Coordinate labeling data
┄┄┄┄┄┄

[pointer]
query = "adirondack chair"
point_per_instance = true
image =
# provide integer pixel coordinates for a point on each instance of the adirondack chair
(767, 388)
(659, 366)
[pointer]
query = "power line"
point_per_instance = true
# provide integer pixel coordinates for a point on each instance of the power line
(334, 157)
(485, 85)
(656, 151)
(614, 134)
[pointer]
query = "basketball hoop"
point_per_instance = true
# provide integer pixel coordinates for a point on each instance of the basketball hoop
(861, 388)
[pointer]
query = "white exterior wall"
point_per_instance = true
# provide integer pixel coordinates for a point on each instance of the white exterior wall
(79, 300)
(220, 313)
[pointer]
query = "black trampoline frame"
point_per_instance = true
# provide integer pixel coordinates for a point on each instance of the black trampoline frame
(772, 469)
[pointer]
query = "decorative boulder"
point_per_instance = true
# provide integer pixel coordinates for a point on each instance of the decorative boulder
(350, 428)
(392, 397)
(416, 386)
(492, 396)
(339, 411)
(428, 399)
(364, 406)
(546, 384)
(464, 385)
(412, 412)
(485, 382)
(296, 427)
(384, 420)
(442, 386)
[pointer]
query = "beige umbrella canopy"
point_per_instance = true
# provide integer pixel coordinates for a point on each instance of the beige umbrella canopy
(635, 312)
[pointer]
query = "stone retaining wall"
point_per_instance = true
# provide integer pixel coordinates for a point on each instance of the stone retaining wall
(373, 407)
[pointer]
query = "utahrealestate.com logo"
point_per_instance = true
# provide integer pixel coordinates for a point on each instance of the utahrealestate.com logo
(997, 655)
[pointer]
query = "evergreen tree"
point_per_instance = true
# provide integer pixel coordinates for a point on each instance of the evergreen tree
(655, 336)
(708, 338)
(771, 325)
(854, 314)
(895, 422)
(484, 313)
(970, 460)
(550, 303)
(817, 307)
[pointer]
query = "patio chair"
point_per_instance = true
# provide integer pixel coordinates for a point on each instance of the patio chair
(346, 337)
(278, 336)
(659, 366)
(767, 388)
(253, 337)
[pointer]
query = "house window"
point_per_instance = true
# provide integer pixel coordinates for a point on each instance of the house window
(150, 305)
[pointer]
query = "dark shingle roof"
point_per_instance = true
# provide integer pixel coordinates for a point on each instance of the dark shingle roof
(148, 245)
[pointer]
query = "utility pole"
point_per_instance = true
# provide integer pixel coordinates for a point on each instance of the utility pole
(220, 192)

┄┄┄┄┄┄

| INSTRUCTION |
Without leaving anything out, give the entries again exactly.

| WRITTEN SOLUTION |
[pointer]
query = "adirondack chair"
point_per_instance = true
image =
# provide integer pixel coordinates for a point on each instance of the adirondack chair
(767, 388)
(659, 366)
[pointer]
query = "power line"
point_per_instance = true
# provide integer pixel coordinates for a point on each instance of the power line
(334, 157)
(485, 85)
(656, 151)
(614, 134)
[pointer]
query = "basketball hoop"
point_per_instance = true
# provide integer pixel coordinates for a point on each instance of the basketball hoop
(861, 388)
[pointer]
query = "white exterior wall"
point_per_instance = true
# provide integer pixel coordinates for a point on each instance of the white exterior wall
(79, 300)
(220, 313)
[pointer]
query = "black trampoline frame"
point_per_instance = true
# provide integer pixel coordinates for a point on each instance of the black trampoline frame
(772, 469)
[pointer]
query = "decorative boulder"
point_per_instance = true
# provide integer pixel coordinates for a point on each instance of the decorative boulder
(350, 428)
(392, 397)
(416, 386)
(492, 396)
(339, 411)
(428, 399)
(364, 406)
(546, 384)
(464, 385)
(412, 412)
(485, 382)
(296, 427)
(384, 420)
(442, 386)
[pointer]
query = "beige umbrella canopy"
point_per_instance = true
# provide integer pixel coordinates for a point on each instance of the beige umbrella canopy
(635, 312)
[pointer]
query = "stone retaining wall"
point_per_instance = true
# provide integer pixel coordinates for a point on each instance of the stone retaining wall
(373, 407)
[pointer]
query = "utahrealestate.com logo"
point_per_instance = true
# provide integer pixel coordinates for a point on each instance of the utahrealestate.com logo
(997, 655)
[pointer]
query = "evergreen tree"
point_per_instance = true
# provide integer pixel coordinates for a point on each instance of the evergreen tree
(655, 336)
(708, 338)
(771, 325)
(854, 314)
(895, 422)
(484, 313)
(970, 460)
(550, 303)
(817, 307)
[pointer]
query = "patio chair"
point_per_instance = true
# provide integer pixel coordinates for a point on each instance of the patio chair
(346, 337)
(278, 336)
(659, 366)
(767, 388)
(253, 337)
[pointer]
query = "house window"
point_per_instance = true
# provide integer pixel coordinates for a point on each instance of the house window
(150, 305)
[pointer]
query = "dark shingle roof"
point_per_instance = true
# provide integer pixel coordinates for a point on each instance of the dark shingle roof
(148, 245)
[pointer]
query = "utility pole"
point_per_instance = true
# provide integer pixel coordinates for a point on each instance of the utility pole
(220, 192)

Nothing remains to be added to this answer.